What to produce. Scan the entries below for the string "copper" and copy every line where it turns up.

Excerpted records.
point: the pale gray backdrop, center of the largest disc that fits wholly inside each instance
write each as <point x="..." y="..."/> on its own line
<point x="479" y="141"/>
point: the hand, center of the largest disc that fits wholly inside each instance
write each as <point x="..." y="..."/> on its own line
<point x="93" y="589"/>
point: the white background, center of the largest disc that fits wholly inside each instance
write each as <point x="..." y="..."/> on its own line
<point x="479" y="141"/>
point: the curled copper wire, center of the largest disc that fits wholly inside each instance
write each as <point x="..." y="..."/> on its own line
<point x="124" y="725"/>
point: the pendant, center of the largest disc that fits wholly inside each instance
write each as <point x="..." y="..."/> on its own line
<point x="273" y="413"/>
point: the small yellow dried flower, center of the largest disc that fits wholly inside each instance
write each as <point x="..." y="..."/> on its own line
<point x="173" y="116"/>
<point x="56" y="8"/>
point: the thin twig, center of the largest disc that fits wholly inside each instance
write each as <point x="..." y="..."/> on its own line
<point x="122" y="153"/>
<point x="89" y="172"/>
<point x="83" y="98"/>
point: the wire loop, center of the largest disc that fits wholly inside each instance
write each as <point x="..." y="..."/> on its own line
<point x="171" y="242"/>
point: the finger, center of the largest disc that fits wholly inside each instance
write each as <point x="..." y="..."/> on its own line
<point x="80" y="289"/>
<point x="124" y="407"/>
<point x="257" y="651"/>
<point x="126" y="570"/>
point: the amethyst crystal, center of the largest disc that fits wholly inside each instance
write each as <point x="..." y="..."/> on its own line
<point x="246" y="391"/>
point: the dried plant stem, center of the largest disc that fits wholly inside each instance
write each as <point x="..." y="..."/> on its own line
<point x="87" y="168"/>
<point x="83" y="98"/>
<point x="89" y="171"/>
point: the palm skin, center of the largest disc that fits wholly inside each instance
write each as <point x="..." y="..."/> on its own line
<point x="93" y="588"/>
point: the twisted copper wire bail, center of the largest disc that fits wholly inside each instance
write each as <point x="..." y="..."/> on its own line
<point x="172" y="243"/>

Reply.
point: the curled copper wire, center of the largest disc that fits wholly inside each instance
point: the twisted copper wire bail, center of the largest disc that fits wholly inside each instance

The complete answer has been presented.